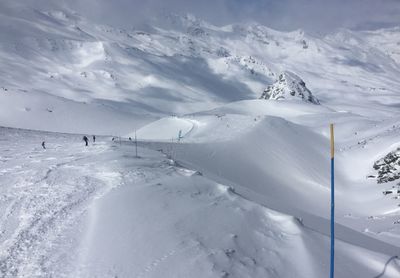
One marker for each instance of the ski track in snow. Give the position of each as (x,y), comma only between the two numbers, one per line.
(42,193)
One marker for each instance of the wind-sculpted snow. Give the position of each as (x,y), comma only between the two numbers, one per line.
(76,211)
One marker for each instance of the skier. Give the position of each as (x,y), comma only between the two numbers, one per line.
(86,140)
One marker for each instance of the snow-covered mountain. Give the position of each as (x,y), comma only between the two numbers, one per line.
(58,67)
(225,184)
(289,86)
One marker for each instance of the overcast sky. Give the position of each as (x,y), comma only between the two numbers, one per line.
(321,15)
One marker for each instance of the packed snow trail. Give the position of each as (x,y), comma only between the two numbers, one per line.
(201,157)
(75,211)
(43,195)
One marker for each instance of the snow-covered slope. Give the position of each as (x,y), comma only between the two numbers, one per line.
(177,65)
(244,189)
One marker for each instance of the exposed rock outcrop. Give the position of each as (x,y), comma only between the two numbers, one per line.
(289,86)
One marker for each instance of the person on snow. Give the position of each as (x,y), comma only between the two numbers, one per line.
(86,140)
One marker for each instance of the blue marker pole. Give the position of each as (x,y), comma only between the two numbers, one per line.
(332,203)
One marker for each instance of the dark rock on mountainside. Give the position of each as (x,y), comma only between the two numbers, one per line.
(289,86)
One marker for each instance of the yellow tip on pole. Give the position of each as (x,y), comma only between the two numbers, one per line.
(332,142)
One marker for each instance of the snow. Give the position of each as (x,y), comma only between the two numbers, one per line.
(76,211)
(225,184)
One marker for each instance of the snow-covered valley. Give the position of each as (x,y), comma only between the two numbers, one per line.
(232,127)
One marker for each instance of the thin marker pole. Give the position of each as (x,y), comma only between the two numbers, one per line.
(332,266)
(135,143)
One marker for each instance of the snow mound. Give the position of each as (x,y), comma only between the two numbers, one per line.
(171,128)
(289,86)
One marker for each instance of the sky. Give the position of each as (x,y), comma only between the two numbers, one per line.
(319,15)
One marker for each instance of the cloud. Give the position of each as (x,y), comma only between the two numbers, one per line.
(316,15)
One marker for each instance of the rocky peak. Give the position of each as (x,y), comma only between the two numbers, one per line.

_ _ _ _ _

● **WHAT IS REQUIRED**: Render the lines from the one containing "One marker for each instance of the cloud." through the end of the rows above, inclusive, as a Markdown table with the columns "Line No." and "Line Text", leaving out any blank lines.

● **RESULT OF THE TASK**:
| Line No. | Line Text |
|---|---|
| 1 | One marker for each instance of the cloud. Give the position of each as (x,y), comma only between the two numbers, one per line. |
| 2 | (316,15) |
| 3 | One marker for each instance of the rocky peak. Give the position of each as (x,y), comma only between the two numbers, one per line. |